• RAW DATA:

• • •

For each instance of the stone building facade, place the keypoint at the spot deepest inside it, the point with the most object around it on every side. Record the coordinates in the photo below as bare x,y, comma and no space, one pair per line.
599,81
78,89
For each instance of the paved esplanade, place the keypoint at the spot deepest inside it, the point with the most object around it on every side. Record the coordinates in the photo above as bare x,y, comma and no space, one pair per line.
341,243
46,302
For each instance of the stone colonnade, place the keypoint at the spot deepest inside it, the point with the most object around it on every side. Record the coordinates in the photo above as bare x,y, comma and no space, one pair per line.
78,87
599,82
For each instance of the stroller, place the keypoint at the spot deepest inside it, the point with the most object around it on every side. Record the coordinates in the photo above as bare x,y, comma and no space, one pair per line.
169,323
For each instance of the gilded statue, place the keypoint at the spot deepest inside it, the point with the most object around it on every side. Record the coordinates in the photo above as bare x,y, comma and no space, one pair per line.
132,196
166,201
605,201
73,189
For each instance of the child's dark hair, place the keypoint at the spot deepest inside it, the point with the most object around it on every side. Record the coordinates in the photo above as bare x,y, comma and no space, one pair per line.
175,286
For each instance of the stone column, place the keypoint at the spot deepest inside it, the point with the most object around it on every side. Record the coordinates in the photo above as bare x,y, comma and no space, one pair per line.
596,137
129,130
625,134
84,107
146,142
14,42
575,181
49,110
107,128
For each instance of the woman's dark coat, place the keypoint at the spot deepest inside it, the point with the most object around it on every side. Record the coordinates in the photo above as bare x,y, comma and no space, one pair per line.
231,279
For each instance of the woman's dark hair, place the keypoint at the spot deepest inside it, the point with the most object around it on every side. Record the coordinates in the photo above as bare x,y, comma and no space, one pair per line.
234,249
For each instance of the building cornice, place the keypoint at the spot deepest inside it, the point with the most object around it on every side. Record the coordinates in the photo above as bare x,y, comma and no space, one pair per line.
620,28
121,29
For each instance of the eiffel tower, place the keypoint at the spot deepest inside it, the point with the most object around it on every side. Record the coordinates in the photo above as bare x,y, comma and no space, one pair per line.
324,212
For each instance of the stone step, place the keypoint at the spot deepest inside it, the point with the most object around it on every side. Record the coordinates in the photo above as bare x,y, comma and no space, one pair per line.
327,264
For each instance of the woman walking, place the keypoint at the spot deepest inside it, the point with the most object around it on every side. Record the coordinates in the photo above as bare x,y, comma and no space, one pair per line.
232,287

• • •

• TASK STATEMENT: Rewrite the lines between the one holding "For each instance of the building" and the end of the records, inclusive, keeping the requests. In the answers, multiply every x,y coordinate by 1.4 and round to whole numbers, with halves rounded up.

• RESULT:
For each instance of the building cornice, place the keypoint at the spot deepest inside it, the point with the most object around it on every side. Record the coordinates in the photo above as bare x,y, comma and no space, one pair per line.
868,39
169,41
For each instance of the eiffel tower, place the keypoint at the spot deepest inside it, the point with the most object around it on every side. Record the coordinates in the photo above as bare x,y, comma and no space, one pair per line.
454,297
For each instance of the stone step, place the keypoint at the spot deepest inside it, the point with the most object around it on every side. Record the coordinates in the photo above as bare x,y, comma and no space, one pair per line.
458,370
For each instance of the woman walking, place the keypoint at the spot deepest inside it, the point with the most object around it on every side. Record the coordinates in the photo above as bare x,y, comma and no space, one pair per line.
325,402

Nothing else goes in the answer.